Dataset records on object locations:
* * * *

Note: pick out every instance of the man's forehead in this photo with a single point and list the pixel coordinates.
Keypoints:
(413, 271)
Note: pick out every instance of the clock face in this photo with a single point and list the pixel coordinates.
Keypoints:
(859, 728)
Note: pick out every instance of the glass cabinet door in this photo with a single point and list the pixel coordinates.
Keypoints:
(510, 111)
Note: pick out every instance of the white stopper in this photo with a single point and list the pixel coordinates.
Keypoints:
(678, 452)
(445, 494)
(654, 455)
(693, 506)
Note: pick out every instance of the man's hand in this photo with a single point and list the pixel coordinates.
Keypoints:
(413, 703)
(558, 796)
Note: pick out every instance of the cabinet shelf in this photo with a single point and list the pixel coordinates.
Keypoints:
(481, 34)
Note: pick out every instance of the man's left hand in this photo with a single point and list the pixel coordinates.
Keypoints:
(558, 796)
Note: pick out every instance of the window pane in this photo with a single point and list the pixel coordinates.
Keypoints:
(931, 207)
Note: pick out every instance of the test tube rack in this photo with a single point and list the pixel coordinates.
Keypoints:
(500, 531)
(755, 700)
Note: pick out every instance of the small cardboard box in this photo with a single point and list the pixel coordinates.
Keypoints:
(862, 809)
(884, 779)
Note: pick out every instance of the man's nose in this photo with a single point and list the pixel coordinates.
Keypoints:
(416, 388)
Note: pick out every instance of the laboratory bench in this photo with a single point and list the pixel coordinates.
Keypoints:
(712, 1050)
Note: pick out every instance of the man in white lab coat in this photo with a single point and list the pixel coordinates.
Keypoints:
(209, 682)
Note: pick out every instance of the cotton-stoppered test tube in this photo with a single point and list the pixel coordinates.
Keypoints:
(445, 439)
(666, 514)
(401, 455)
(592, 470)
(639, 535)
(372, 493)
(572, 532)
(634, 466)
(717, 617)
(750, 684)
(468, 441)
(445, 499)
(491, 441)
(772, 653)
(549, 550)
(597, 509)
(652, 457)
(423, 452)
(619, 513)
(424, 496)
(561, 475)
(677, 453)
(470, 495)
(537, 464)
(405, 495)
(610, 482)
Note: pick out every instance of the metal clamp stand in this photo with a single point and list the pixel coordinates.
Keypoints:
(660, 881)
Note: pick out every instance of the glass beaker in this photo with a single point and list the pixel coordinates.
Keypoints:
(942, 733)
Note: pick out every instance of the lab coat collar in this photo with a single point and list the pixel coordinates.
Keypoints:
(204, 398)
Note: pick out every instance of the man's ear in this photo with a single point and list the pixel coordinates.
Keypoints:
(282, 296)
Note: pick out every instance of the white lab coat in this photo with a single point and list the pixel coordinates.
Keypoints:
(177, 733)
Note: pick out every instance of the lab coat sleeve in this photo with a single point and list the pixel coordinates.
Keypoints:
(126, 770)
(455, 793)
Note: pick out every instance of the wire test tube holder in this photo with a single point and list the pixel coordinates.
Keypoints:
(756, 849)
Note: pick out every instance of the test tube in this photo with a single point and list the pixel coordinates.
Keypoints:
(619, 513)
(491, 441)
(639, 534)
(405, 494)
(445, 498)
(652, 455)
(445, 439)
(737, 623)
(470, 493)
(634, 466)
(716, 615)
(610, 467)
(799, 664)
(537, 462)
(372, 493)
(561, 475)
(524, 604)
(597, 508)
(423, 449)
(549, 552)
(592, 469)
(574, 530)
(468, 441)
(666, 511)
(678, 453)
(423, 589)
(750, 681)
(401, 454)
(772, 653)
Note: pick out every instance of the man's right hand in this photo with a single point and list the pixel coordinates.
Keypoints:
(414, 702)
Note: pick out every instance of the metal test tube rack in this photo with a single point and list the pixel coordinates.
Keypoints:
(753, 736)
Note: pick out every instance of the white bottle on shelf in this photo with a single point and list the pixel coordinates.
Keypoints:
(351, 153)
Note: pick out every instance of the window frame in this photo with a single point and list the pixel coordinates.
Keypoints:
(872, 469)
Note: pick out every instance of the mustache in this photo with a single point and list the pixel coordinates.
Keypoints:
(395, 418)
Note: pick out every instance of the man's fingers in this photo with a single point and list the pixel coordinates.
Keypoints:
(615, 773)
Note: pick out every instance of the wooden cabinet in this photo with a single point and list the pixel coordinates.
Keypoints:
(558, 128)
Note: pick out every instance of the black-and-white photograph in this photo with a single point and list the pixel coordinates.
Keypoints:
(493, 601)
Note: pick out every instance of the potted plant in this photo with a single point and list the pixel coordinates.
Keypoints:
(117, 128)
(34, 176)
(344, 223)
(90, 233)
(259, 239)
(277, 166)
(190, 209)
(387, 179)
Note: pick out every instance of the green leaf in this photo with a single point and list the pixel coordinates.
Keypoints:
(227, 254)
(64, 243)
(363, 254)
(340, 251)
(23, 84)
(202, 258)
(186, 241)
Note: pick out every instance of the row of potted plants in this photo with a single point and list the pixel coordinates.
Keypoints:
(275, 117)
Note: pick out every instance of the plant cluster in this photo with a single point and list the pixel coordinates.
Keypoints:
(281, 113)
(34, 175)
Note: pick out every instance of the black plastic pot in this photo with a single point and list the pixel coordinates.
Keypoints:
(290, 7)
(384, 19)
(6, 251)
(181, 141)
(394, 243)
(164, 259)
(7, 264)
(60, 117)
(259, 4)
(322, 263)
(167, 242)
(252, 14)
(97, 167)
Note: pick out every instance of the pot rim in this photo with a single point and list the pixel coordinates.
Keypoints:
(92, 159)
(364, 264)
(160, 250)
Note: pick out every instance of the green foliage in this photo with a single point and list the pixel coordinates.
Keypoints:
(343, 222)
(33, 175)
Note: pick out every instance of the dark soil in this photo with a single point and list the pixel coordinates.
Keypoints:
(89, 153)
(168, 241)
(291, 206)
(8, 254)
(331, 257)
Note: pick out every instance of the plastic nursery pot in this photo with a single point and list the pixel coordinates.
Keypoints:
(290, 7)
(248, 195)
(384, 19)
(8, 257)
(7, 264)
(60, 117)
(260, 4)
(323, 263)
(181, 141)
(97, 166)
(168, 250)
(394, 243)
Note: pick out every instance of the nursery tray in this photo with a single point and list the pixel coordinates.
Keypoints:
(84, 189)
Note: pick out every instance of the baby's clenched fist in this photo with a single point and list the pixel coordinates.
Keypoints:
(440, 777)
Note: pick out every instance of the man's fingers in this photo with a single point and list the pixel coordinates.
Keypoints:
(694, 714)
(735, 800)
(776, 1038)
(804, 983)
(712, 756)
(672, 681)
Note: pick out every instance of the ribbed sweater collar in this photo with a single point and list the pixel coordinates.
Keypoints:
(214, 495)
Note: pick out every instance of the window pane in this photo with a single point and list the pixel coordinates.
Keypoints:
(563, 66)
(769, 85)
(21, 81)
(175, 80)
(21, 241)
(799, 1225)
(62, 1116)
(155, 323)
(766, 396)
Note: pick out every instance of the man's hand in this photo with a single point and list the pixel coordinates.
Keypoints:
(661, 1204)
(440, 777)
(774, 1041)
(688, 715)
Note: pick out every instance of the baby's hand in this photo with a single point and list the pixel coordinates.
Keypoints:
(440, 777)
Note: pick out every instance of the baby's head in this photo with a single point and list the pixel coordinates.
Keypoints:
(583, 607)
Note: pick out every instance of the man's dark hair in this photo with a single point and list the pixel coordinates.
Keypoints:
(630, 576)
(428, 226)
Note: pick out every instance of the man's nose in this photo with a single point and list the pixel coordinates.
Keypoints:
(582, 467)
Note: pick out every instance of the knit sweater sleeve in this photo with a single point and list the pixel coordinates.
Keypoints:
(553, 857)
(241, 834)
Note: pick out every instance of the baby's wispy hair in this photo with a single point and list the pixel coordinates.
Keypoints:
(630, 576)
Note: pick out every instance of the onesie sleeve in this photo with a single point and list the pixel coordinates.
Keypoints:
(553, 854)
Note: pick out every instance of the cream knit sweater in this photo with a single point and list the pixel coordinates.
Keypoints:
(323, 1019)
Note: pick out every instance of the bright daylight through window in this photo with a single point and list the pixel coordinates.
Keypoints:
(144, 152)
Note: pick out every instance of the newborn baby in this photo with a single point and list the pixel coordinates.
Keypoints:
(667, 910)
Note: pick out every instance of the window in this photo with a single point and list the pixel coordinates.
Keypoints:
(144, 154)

* * * *

=== WRITTEN INSTRUCTION ===
Please copy everything from the line containing "Note: pick out every instance of the newborn" down to the last line, including the Note lines, and scale each answer coordinate by 2.35, rounding to whole numbers with halves rounded up.

=== EXERCISE RESULT ===
Note: pick out every instance of the newborn baby in this photo with a single point and list the pixel coordinates.
Keypoints:
(1567, 2139)
Note: pick out every instance of the window in this photo with a single point and list the pixel coordinates.
Keypoints:
(338, 362)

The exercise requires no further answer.